Direction 1:
Answer these questions about the content moderation passage below:
(a) What reaction would the speaker have gotten two years ago for saying "content moderator"?
(b) What does the speaker call the difference between content that is spam and what else?
(c) According to the passage, what do you need to build code that can automate something accurately?

Extract:
▬▬▬▬▬▬

And I think what’s fascinating is two years ago if I’d said the phrase “content moderator” or “content moderation,” I would’ve just gotten blank looks. How many of you know what content moderation is today? It turns out they’re doing an incredibly important job. They are people who effectively curate, look at pieces of text and images that are beyond the capacity of any computational process to analyze and evaluate and say, “Ah. That’s pornography.” Or that’s spam versus someone sharing information.
So it turns out that we’re not that far along in being able to evaluate text and images to figure out is that content that should or should not be there. You could say anything that’s hard for a human to evaluate and decide, “Is that misinformation or just a fact that I’m not familiar with yet?” the odds are very good a computational process isn’t even close to being able to figure that out. If it’s hard for a person to figure out it’s going to be intractably, a technically hard process for computation to model. You have to have really certain this or that, yes or no, to build code with accuracy to be able to automate something.

▬▬▬▬▬▬

Information shown:
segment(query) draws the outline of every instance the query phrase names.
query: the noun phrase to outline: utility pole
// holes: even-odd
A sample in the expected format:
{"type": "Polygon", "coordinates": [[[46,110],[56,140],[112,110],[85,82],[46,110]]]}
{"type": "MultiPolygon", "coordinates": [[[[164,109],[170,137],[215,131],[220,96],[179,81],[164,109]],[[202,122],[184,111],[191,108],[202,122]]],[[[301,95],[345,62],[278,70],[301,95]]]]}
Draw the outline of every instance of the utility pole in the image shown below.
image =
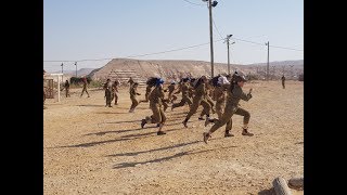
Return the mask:
{"type": "Polygon", "coordinates": [[[275,66],[272,66],[272,79],[274,79],[274,68],[275,66]]]}
{"type": "Polygon", "coordinates": [[[209,11],[209,44],[210,44],[210,77],[214,77],[214,38],[213,38],[213,6],[211,0],[208,0],[209,11]]]}
{"type": "MultiPolygon", "coordinates": [[[[207,0],[203,0],[206,2],[207,0]]],[[[209,13],[209,44],[210,44],[210,76],[214,77],[214,36],[213,36],[213,6],[218,4],[217,1],[211,2],[208,0],[208,13],[209,13]]]]}
{"type": "Polygon", "coordinates": [[[64,80],[64,79],[63,79],[63,76],[64,76],[63,66],[64,66],[64,64],[62,63],[62,65],[61,65],[61,66],[62,66],[62,74],[63,74],[63,75],[62,75],[62,81],[63,81],[63,80],[64,80]]]}
{"type": "Polygon", "coordinates": [[[77,77],[77,62],[75,62],[75,66],[76,66],[76,77],[77,77]]]}
{"type": "Polygon", "coordinates": [[[269,41],[265,46],[268,46],[267,80],[269,80],[269,41]]]}
{"type": "MultiPolygon", "coordinates": [[[[230,60],[229,60],[229,41],[230,41],[230,38],[232,37],[232,35],[227,35],[227,38],[226,38],[226,41],[227,41],[227,46],[228,46],[228,74],[230,75],[230,60]]],[[[232,44],[235,43],[235,41],[232,42],[232,44]]]]}
{"type": "Polygon", "coordinates": [[[293,66],[294,65],[290,65],[290,67],[291,67],[291,78],[293,79],[293,66]]]}

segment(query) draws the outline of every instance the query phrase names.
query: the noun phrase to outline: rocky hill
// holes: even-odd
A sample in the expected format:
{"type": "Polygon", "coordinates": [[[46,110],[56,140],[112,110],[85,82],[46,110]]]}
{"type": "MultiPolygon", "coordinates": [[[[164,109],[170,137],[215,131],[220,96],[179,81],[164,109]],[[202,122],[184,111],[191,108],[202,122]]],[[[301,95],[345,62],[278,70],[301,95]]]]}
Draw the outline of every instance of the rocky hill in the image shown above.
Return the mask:
{"type": "MultiPolygon", "coordinates": [[[[280,77],[284,73],[286,76],[295,77],[298,74],[304,73],[304,61],[283,61],[271,62],[270,75],[280,77]],[[292,62],[292,63],[291,63],[292,62]],[[294,63],[294,64],[295,64],[294,63]],[[283,66],[287,65],[287,66],[283,66]],[[293,67],[290,67],[293,65],[293,67]],[[285,67],[283,69],[283,67],[285,67]]],[[[266,63],[249,64],[249,65],[236,65],[231,64],[230,69],[233,73],[235,69],[245,74],[253,74],[265,76],[266,63]]],[[[228,64],[215,63],[215,75],[228,73],[228,64]]],[[[89,76],[95,80],[105,80],[107,78],[121,77],[120,80],[126,80],[129,77],[137,78],[138,81],[143,82],[149,77],[162,77],[164,79],[177,79],[180,76],[191,75],[193,77],[202,75],[210,75],[210,62],[203,61],[139,61],[132,58],[114,58],[105,66],[92,70],[89,76]]]]}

▬▬▬▬▬▬

Direction 2:
Pick out every line of the entries above that contains the word "noun".

Expected output 1:
(a) Blank looks.
(b) Someone sharing information.
(c) A really certain this or that, yes or no.

Expected output 2:
query: the noun phrase to outline: utility pole
query: the noun phrase to outline: rocky hill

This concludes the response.